Problem statement: Return the listing unchanged from the line that contains "Check that every instance of the shoreline" through its final line, including both of those lines.
^^^^^^^^^^^^^^^^
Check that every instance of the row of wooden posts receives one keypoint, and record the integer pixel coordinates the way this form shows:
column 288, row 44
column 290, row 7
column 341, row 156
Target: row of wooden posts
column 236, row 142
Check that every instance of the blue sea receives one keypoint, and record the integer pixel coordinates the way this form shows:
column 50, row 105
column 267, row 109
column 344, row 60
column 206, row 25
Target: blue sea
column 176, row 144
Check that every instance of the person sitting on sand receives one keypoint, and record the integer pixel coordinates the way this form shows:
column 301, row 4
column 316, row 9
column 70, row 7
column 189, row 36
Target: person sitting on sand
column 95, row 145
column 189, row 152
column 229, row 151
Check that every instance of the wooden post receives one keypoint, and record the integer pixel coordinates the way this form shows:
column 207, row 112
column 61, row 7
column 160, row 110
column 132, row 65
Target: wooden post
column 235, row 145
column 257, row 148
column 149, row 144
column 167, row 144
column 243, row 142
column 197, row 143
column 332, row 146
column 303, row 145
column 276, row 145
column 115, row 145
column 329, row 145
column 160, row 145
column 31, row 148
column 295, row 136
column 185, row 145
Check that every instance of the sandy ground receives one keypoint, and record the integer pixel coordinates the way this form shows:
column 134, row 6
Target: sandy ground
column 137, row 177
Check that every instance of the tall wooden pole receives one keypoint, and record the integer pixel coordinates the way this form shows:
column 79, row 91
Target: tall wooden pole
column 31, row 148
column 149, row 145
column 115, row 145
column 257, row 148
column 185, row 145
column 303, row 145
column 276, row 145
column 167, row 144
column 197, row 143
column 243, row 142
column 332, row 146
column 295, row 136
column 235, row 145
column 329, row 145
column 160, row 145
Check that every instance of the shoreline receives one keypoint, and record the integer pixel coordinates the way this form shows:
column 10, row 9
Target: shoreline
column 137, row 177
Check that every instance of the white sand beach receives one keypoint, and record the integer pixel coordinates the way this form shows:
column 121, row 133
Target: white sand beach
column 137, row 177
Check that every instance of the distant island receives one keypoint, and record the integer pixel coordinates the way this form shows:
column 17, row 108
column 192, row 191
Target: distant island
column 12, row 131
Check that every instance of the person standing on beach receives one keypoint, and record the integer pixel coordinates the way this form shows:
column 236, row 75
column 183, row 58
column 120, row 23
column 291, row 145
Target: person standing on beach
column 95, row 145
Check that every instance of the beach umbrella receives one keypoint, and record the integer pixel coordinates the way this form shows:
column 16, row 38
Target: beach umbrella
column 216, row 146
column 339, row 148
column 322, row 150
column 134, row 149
^^^^^^^^^^^^^^^^
Problem solution:
Check that every instance of the shoreline receives one keypoint, and record the integer pixel coordinates the way this form shows:
column 10, row 9
Target: shoreline
column 137, row 177
Check that every instance of the white sand beach receives one keypoint, and record the integer pixel coordinates the way this form shows:
column 121, row 133
Target: white sand beach
column 137, row 177
Check that every instance of the distant island receives one keypoint, and record the integer pixel coordinates the way this form shows:
column 17, row 108
column 192, row 191
Target: distant island
column 12, row 131
Check that every instance of the person standing on beach receives one keypoint, and record the integer pixel coordinates the way this form shows:
column 236, row 75
column 183, row 58
column 120, row 23
column 291, row 145
Target: person standing on beach
column 95, row 145
Check that every instance of the beach umbrella receives one keypoint, and record the integer pixel coordinates the way this form shows:
column 16, row 38
Target: beach umbrella
column 216, row 146
column 339, row 148
column 322, row 150
column 134, row 149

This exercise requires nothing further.